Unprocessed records
##########

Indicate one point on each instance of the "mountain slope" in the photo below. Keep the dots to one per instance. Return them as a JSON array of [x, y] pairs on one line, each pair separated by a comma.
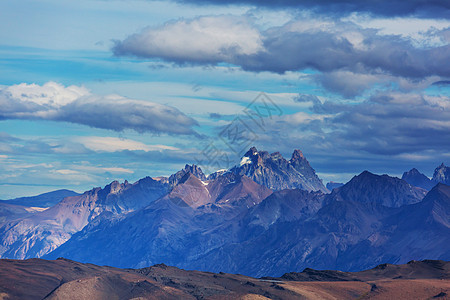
[[277, 173], [380, 189], [442, 174], [66, 279], [342, 235], [42, 232], [415, 178], [175, 229]]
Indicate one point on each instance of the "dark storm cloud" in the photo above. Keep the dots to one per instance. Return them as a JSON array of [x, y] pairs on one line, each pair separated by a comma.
[[332, 50], [421, 8]]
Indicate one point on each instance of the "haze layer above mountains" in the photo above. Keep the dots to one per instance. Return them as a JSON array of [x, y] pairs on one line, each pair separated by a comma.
[[264, 217]]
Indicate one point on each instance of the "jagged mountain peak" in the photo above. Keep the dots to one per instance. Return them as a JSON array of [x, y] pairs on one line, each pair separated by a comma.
[[297, 155], [414, 177], [195, 170], [442, 174]]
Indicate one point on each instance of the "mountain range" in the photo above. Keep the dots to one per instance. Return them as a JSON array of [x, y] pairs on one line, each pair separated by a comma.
[[264, 217]]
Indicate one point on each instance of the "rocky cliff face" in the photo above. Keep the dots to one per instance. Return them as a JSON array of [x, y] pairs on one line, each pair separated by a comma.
[[193, 169], [42, 232], [383, 190], [277, 173], [442, 174]]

##########

WHAT THIS TASK INVOLVES: Please reproduce all of the records above word for word, omitting the pictures.

TASK OUTPUT:
Indicate one point on each instance of the "mountain slope" in the photo below. Keep the dots to one per instance. Return them as a JSON array of [x, y] pairs on one line, each pair separated by a comma.
[[277, 173], [380, 189], [442, 174], [66, 279], [342, 235], [42, 232], [415, 178], [175, 229]]
Indicate one point on each instance of the "dark storm cloud" in the photo above. Keep the dots to one per instance. Return them as a JSON array of [x, y] pairs on one line, each pair separated by a comma.
[[332, 50], [421, 8]]
Indicate one point on each instance of the "haze layer above mountains" in the photo above. Keep the dots to one per instance. Return them as a JSON array of [x, y] pairs on one line, each pair separated by a comma.
[[264, 217]]
Indicate one point on each instance of the "jagged mountain peak" in the photo above. Keep the dots to one per instance. Return them as a JSON array of [x, y] pairs on one line, each pair separated by a comma.
[[297, 155], [414, 177], [195, 170], [442, 174]]
Indicate one point on each instance of the "mountain range" in the photo above. Keep the dots to one per instance. Return them as a JSON array of [x, y] pairs on one line, each pair separated by a comma.
[[264, 217]]
Indicate one point on each instance of the "rocky cliff face" in the photo above. Keep the dots to one per instance. Return them as a JSON array of [x, y] pairs on one line, each pair separated by a comma.
[[193, 169], [42, 232], [383, 190], [277, 173], [442, 174]]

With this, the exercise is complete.